## DIRECTION A
Answer these questions from the essay on Black art in Columbus:
(i) In what year was the writer asked to give a speech about Black art in Columbus?
(ii) What did the writer call the address that was given instead of a timeline?
(iii) What did arts organizations send into the community to report back?
## DIRECTION B
Set down the passage of the essay on Black art in Columbus starting at "If you asked" and ending at "got more interesting.".

## READING TEXT

What has my leadership looked like? How has leadership materialized in my reality? I’ve sat on boards and volunteered for things and generally made stewardship a value in my life. To me, you don’t have leadership without stewardship, without service, a willingness to do every job under you on the chart at any moment. But in recent years I was called to do something very specific, and it has been my work ever since: I set out to remove certain questions.

In 2016 I was asked to deliver a speech about Black art in Columbus at an extracurricular program for young Black men learning to become leaders. Rather than give them some kind of timeline of who painted what where and sprinkle a little Aminah Robinson on it, I decided to go another way. I gave a State of the Black Art Union address. I talked about how Black art in Columbus was treated or ignored. I talked about how our painters and musicians and poets had largely been ignored by the arts industrial complex of Columbus. I talked about how we weren’t afforded certain opportunities, how a handful of artists were tokenized by the cultural system, not to sell them, but the city itself. I talked about how that pitch was make-believe, how the billboards and annual reports with Black artists on the cover weren’t remotely indicative of the reality of those artists, and a hundred more like them. And on and on. You get the idea. 

One thing I said in that speech stuck with me months after. I mentioned how there was enough professional-grade Black talent in this city that you could put on a show featuring a different one every day for a month or two with no repeats and still have a pile of incontestable talent to spare. At the time it was a line for effect. It was true, but I had never put it quite that way, which is probably why it stuck. The observation burrowed into my spirit until, in the fall of that year, I decided I would prove the theorem. I had said the thing was real, but no one had ever seen it, and that was the problem back then: No one could see us. If you didn’t go to the East Side poetry readings or the right club or backroom pop-up art show, you wouldn’t know Black artists were here at all. The arts industrial complex had their representative handful, and that was who got the gigs.

If you asked the people who ran arts organizations back then, they’d tell you that they simply didn’t know who was out there. They sent ambassadors into the community to report back, but that was the extent of their outreach. I know this is what they did because they asked to take meetings with me about it. The speech had gotten around, and so my calendar began to change. My emails got more interesting.

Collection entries

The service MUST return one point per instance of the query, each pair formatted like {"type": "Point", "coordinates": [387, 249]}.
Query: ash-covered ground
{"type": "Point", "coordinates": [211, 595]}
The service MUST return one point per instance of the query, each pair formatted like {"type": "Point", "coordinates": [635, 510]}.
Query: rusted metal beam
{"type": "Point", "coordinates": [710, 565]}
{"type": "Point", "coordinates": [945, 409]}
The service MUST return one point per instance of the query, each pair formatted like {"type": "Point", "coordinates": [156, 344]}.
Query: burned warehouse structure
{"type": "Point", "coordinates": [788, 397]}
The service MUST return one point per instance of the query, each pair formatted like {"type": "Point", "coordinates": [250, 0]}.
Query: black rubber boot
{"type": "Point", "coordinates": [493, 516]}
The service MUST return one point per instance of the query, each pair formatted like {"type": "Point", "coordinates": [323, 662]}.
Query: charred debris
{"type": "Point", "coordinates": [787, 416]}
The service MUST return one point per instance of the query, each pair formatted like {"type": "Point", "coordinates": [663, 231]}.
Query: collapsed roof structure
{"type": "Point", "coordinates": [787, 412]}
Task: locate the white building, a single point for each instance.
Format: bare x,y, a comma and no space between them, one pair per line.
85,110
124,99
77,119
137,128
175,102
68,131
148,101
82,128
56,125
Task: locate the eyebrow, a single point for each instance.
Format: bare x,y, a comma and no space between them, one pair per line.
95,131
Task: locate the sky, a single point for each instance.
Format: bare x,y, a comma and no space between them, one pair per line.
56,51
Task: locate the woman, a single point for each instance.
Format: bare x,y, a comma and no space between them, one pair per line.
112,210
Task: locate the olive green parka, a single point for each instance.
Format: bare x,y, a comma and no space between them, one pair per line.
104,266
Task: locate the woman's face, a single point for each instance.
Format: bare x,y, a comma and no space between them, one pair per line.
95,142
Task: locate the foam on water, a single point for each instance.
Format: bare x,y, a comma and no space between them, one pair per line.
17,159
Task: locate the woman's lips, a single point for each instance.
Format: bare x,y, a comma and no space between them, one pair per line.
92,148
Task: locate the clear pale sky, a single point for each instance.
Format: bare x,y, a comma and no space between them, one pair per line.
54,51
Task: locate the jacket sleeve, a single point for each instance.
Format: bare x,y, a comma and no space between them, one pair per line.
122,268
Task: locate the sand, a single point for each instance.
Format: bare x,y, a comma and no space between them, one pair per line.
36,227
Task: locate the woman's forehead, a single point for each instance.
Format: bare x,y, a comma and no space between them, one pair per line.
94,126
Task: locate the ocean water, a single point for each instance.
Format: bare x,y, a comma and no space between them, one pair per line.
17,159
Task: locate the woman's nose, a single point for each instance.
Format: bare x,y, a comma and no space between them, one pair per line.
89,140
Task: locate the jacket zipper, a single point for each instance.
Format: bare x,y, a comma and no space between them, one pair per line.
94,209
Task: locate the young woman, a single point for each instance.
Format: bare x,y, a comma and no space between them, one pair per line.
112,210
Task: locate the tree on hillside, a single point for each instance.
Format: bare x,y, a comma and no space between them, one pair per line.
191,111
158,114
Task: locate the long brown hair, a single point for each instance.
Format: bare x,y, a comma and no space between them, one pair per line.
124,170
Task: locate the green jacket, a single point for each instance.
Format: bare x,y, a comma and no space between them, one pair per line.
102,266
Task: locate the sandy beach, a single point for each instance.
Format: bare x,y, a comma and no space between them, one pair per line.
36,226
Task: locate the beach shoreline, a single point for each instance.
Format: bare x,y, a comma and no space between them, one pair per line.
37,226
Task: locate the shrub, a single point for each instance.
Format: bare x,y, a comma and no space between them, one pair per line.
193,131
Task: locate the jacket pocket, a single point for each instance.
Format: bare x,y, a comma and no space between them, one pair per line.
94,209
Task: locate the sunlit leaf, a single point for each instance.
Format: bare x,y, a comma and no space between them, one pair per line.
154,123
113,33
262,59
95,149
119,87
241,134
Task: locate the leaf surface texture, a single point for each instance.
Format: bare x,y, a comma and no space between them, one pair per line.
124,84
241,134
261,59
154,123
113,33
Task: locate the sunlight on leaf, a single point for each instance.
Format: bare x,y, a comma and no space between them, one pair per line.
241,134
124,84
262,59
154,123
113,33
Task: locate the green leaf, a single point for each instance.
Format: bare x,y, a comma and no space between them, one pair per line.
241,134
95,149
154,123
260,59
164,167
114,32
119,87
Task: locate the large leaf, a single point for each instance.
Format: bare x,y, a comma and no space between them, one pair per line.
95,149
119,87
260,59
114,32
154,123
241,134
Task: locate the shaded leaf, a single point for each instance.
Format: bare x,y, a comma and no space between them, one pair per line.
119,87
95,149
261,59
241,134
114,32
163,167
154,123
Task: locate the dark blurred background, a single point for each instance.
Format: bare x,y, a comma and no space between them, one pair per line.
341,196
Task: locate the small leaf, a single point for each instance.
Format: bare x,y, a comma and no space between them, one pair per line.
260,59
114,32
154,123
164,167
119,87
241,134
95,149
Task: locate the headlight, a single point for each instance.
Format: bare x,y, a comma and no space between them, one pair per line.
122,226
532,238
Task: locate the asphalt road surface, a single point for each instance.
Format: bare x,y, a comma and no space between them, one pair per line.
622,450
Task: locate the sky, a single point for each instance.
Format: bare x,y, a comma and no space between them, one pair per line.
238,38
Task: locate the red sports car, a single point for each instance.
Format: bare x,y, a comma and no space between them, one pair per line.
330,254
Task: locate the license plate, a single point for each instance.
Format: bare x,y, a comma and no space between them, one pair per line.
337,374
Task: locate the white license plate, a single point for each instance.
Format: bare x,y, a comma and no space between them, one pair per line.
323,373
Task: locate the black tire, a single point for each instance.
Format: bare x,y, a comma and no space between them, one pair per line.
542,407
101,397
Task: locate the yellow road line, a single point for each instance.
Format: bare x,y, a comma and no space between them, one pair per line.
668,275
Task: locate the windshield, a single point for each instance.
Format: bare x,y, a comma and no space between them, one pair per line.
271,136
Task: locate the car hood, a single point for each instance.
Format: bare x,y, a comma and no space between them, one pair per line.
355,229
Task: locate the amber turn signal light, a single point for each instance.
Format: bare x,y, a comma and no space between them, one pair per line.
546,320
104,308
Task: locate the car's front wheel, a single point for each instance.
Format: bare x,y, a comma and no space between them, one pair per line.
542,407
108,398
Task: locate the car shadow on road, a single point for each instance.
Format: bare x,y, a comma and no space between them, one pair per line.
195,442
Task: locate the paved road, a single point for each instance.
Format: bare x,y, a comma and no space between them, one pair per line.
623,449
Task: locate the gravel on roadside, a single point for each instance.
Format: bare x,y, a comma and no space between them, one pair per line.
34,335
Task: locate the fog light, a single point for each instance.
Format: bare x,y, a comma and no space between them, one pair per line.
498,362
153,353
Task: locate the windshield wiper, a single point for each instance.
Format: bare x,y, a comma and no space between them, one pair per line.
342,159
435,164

## SOLUTION A
(i) 2016
(ii) A State of the Black Art Union address
(iii) Ambassadors

## SOLUTION B
If you asked the people who ran arts organizations back then, they’d tell you that they simply didn’t know who was out there. They sent ambassadors into the community to report back, but that was the extent of their outreach. I know this is what they did because they asked to take meetings with me about it. The speech had gotten around, and so my calendar began to change. My emails got more interesting.